Exercise brief
Each line from the line holding "Objective: locate each instance of the blue patterned" through the last line should be written out exactly, with nothing else and no images.

Data for processing
"""

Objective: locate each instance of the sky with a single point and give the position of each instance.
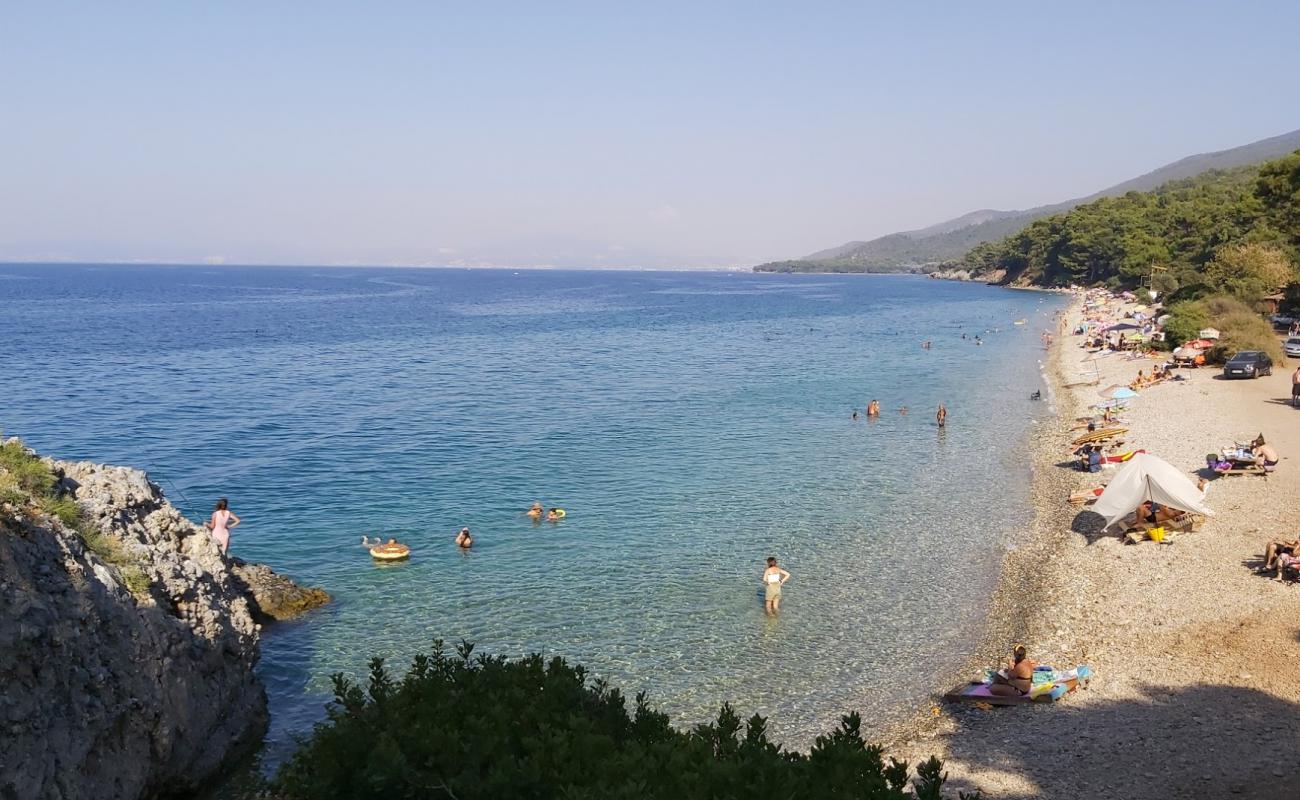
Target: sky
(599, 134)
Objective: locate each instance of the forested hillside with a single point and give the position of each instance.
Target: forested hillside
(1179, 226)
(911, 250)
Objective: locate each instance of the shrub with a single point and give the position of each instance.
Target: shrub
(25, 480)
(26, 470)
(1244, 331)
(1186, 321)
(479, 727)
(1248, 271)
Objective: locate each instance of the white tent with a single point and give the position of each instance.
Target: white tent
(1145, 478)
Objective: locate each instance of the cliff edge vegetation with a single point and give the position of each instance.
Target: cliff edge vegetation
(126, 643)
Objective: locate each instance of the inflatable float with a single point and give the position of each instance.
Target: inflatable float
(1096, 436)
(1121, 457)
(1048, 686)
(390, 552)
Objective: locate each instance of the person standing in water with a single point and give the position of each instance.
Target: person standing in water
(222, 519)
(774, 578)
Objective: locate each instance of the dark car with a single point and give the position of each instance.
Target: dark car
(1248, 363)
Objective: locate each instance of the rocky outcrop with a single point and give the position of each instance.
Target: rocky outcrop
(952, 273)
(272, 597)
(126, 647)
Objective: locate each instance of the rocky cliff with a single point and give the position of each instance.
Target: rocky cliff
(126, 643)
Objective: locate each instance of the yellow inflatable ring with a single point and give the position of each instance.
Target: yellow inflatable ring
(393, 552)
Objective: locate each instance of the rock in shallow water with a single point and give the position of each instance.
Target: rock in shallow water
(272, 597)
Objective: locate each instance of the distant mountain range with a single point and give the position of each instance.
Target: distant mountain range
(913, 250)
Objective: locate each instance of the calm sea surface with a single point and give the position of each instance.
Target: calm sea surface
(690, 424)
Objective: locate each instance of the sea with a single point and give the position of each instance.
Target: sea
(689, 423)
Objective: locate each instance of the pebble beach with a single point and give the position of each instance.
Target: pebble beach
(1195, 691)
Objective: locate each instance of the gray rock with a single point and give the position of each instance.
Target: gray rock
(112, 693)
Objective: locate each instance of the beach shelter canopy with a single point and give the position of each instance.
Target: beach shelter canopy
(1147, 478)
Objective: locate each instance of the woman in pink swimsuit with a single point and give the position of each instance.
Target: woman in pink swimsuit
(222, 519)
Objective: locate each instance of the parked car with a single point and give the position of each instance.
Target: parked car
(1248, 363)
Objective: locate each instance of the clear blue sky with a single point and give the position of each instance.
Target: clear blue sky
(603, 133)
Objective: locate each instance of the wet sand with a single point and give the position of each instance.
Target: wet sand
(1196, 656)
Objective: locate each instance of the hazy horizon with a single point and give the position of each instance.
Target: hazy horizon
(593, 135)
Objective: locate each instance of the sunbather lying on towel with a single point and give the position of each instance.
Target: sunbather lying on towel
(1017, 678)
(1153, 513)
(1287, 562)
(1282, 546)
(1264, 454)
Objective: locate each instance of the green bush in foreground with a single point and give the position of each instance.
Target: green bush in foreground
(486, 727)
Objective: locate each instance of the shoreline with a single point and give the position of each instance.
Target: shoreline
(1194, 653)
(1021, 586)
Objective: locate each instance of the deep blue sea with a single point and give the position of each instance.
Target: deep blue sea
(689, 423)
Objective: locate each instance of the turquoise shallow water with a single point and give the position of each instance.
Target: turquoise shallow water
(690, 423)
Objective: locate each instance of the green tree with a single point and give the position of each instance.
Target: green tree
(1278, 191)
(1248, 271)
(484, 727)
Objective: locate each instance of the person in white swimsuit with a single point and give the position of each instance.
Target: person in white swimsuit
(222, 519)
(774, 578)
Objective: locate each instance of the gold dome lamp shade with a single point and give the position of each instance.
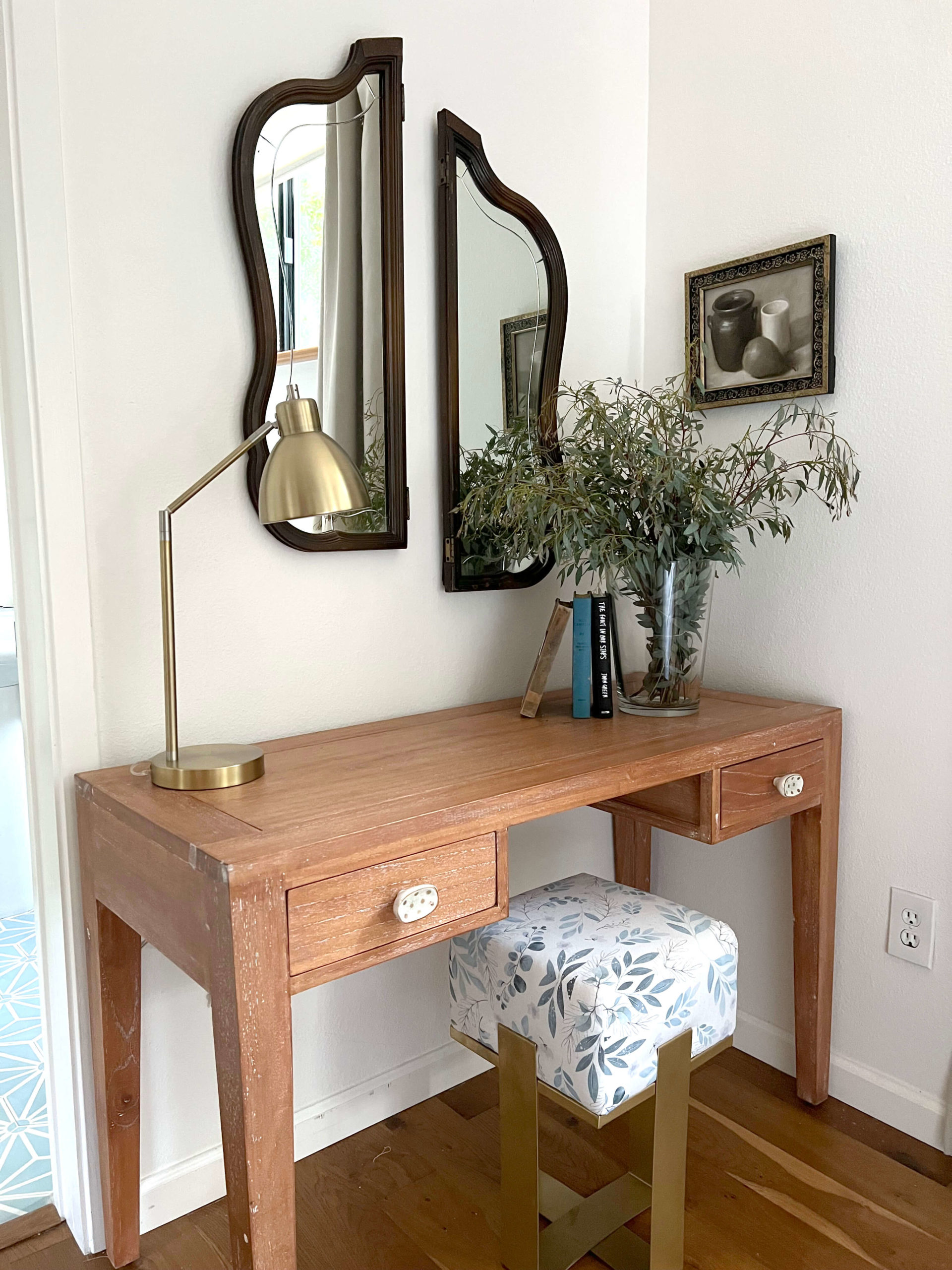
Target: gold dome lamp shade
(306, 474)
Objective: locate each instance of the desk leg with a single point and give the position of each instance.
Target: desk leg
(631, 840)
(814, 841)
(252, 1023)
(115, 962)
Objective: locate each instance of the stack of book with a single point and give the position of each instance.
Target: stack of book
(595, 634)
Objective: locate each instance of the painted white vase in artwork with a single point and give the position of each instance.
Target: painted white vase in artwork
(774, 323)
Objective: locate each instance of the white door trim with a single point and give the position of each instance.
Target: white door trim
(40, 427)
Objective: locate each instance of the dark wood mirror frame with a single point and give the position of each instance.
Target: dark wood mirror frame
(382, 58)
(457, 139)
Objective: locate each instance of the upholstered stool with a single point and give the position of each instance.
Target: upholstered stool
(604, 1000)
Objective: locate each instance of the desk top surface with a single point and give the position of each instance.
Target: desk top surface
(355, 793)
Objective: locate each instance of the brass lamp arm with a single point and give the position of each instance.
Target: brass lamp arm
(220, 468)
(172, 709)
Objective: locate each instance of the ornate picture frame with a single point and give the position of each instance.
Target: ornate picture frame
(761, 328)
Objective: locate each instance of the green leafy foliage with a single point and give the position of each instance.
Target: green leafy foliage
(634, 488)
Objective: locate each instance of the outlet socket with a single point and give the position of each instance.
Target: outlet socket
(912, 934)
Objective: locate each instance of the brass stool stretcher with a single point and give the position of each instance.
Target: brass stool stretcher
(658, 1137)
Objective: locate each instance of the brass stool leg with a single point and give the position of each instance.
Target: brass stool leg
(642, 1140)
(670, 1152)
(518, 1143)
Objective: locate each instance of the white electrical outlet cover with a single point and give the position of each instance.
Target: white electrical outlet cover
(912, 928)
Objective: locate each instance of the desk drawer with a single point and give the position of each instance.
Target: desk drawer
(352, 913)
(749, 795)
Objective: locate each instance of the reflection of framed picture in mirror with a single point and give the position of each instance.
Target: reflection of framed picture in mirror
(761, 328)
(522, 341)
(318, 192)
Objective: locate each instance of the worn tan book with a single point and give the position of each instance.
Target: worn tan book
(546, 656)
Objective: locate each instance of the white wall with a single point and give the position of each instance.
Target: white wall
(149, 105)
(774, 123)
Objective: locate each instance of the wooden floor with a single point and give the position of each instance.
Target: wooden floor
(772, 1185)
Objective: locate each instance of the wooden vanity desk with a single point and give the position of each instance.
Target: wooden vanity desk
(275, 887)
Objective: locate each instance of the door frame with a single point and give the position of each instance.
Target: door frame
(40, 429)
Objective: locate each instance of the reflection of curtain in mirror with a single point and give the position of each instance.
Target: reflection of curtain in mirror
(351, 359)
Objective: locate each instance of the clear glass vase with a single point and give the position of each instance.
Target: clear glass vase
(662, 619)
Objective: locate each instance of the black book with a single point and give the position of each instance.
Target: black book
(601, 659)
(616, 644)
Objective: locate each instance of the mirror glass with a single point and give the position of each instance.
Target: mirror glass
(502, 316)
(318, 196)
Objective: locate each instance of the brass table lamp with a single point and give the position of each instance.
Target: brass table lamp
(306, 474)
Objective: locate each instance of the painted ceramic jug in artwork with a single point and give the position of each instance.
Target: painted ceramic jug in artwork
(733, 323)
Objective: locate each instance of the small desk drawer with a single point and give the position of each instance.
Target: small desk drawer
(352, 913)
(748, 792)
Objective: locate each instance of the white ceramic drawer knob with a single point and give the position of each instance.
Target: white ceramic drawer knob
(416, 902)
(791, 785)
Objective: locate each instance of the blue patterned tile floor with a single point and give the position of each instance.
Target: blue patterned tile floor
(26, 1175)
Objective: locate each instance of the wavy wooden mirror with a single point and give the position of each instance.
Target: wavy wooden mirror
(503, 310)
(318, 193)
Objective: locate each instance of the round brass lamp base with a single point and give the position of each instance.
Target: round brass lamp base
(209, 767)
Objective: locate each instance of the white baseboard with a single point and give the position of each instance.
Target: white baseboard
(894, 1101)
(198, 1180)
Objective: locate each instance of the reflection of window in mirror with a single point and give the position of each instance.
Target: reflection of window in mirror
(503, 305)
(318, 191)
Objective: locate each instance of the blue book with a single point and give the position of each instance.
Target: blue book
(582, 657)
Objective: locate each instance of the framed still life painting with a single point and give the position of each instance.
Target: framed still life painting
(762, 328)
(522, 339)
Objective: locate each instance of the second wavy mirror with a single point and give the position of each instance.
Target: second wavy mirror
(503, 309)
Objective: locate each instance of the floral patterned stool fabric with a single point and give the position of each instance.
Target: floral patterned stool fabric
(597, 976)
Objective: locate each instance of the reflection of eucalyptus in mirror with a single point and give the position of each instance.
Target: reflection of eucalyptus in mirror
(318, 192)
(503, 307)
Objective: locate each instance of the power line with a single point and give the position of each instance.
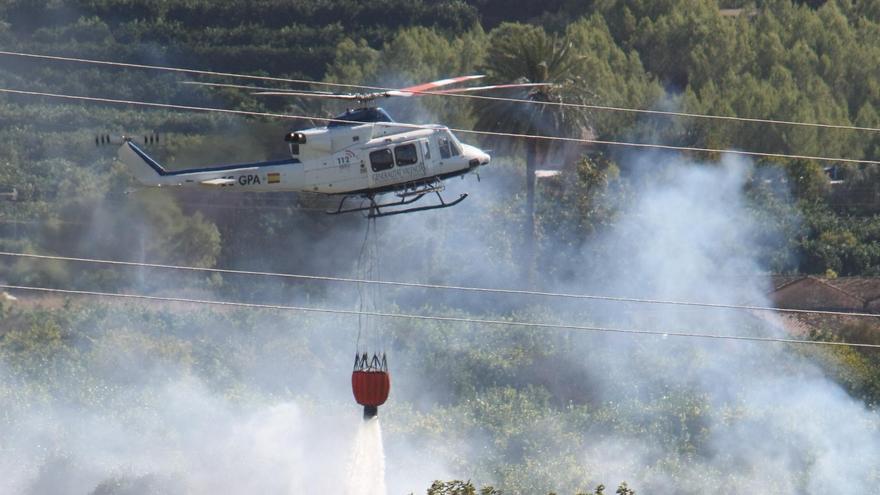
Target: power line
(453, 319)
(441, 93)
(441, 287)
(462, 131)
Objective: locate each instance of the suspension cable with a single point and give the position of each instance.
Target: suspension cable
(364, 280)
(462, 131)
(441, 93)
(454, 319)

"""

Worked answer
Objective: locate each instance of the blue patterned tile floor with a single point and give the position of each instance.
Target: blue patterned tile floor
(26, 1175)
Objective: locate each instance of the wavy wooden mirror with a single point and give the position of each instance.
Target: wavy wooden mirror
(503, 310)
(318, 193)
Objective: locate each instance of the round brass lamp base with a single point and give the position of each instance.
Target: round brass lamp base
(209, 767)
Objective: locate each instance of the white baseboard with a single point and give the position of each instance.
Target: white baseboard
(894, 1101)
(198, 1180)
Objective: locate each instance of the reflection of window in mirror with a single point and give the position of each instance.
Target: reflection of window in mirror
(503, 305)
(318, 191)
Objective: locate each instance of the blue book with a single point and give the position of each instance.
Target: blue book
(582, 657)
Objective: locate each instance of the framed still life painting with a single point and give the position of each instance.
Target: framed still life painting
(762, 328)
(522, 339)
Objective: locate each instance of the second wavy mirror with a single point and give the position of each instance.
Target: second wavy mirror
(503, 309)
Objective: locate each instance of the floral patterned stool fabric with a single point and give the position of each instance.
Target: floral patterned stool fabric
(597, 976)
Objective: locate each instance of the reflection of eucalyptus in mirror with a single point and give the position of each instance.
Target: reflection of eucalyptus in mirror
(318, 192)
(503, 307)
Objective: locate each instance of the power line with a single point and give the position of each instance.
Target: power line
(453, 319)
(441, 93)
(441, 287)
(462, 131)
Objective: locate each instance of the suspension cable with a single point and give the position of each instance.
Target: suspension cable
(364, 280)
(462, 131)
(441, 93)
(454, 319)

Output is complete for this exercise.